Written exercise 1 - In the article excerpt about President Obama's University of Michigan speech, which sandwich did he say he ordered at the local deli?
Written exercise 2 - From the article excerpt about President Obama's University of Michigan speech, transcribe the passage that opens with the words containing "- The president" and closes with "adviser, Valerie Jarrett.".

Document excerpt -
========================
Title:The Tyranny of Clichés
- Buy the Book
- Obama loves to talk to people who already agree with him while acting like he persuaded them about something.
- Young people also seemed to give Obama the impression that he’s a really funny guy.
- The president is utterly incapable of arguing with anything other than a fictional opponent.
President Obama was doing his favorite thing this week: talking to crowds of adoring young people who already agree with him while acting like he persuaded them about something.
They also seemed to give Obama the impression that he’s a really funny guy. On Wednesday, he told a crowd of 1,400 at the University of Michigan that he visited a local deli, Zingerman’s. He proceeded to tell a long story about ordering the small Reuben sandwich, which he said was “killer.” That description got a good laugh. Then he explained how he thought the sandwich was too big, so he shared it with his adviser, Valerie Jarrett.
========================
Dataset extract -
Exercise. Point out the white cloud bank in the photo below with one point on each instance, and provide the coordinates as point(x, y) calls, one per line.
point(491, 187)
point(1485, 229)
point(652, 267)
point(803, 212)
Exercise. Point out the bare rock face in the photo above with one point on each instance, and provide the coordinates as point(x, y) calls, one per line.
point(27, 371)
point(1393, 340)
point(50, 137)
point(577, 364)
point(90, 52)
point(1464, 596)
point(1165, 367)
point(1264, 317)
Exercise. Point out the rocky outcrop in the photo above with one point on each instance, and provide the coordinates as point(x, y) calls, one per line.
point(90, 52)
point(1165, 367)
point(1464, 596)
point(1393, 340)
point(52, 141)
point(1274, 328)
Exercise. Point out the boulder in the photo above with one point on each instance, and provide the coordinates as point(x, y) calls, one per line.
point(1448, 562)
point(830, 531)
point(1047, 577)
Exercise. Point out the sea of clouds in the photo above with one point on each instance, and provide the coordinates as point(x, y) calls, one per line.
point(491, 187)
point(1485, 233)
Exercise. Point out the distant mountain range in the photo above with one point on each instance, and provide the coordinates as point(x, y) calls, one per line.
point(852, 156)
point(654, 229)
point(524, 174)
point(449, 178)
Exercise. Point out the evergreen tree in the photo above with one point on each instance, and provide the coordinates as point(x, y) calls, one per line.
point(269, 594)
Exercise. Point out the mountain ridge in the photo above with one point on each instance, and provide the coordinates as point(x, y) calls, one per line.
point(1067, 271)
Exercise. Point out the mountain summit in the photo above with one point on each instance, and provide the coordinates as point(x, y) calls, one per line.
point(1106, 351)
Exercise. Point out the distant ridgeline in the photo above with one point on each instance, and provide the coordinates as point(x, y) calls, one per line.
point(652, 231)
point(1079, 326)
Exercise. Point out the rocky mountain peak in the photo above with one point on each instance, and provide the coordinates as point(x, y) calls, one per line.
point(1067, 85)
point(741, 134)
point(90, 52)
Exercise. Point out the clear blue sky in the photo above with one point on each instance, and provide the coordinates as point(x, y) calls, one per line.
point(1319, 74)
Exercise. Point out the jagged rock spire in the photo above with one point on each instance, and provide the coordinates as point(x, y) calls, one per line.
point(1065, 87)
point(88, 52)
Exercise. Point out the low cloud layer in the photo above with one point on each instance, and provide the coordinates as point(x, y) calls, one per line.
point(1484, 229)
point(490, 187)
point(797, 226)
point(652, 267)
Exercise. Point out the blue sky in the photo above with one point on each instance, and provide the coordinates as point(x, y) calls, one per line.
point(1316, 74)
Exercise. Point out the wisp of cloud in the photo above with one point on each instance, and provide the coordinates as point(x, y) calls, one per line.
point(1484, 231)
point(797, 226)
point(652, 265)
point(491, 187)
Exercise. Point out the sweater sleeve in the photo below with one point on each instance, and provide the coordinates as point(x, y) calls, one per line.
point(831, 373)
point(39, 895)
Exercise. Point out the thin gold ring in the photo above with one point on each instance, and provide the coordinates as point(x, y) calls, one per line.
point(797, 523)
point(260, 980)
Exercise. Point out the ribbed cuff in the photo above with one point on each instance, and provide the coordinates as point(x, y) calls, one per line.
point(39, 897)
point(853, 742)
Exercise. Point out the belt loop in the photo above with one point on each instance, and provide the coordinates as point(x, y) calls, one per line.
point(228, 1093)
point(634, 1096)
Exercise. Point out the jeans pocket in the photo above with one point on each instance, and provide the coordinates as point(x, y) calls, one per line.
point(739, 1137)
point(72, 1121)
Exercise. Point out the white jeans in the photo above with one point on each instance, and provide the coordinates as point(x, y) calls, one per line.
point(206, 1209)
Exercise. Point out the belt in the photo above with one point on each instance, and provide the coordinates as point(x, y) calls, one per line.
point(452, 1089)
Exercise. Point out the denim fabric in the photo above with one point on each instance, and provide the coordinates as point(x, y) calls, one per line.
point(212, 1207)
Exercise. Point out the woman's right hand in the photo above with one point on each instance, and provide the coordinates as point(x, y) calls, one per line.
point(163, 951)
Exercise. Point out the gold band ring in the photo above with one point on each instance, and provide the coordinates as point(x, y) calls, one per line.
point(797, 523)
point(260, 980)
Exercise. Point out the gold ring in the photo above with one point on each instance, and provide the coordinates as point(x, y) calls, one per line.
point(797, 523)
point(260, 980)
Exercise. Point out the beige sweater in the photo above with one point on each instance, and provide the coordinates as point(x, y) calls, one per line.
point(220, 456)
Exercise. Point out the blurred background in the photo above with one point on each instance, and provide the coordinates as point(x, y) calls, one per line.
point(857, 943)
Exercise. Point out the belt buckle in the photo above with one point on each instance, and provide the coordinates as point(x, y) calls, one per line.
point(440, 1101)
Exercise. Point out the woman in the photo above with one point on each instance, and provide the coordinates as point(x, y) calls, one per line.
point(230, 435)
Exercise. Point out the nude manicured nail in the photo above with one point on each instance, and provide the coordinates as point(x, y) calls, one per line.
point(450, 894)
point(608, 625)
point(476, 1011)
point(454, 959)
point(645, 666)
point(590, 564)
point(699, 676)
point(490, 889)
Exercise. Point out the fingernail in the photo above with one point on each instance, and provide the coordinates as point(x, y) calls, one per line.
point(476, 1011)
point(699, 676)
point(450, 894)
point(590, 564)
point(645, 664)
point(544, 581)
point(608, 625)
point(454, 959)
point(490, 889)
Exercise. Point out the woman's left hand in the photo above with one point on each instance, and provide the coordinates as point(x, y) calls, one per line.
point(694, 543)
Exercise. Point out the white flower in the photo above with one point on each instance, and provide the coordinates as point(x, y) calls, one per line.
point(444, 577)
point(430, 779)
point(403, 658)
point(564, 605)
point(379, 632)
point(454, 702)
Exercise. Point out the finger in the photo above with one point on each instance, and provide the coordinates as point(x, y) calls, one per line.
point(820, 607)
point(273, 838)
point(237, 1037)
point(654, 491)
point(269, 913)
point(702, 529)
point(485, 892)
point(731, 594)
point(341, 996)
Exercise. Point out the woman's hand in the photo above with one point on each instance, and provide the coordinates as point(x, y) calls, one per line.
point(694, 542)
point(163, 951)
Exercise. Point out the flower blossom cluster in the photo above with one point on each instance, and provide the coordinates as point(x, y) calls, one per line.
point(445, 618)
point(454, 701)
========================
Exercise answer 1 - The small Reuben sandwich, at Zingerman's.

Exercise answer 2 -
- The president is utterly incapable of arguing with anything other than a fictional opponent.
President Obama was doing his favorite thing this week: talking to crowds of adoring young people who already agree with him while acting like he persuaded them about something.
They also seemed to give Obama the impression that he’s a really funny guy. On Wednesday, he told a crowd of 1,400 at the University of Michigan that he visited a local deli, Zingerman’s. He proceeded to tell a long story about ordering the small Reuben sandwich, which he said was “killer.” That description got a good laugh. Then he explained how he thought the sandwich was too big, so he shared it with his adviser, Valerie Jarrett.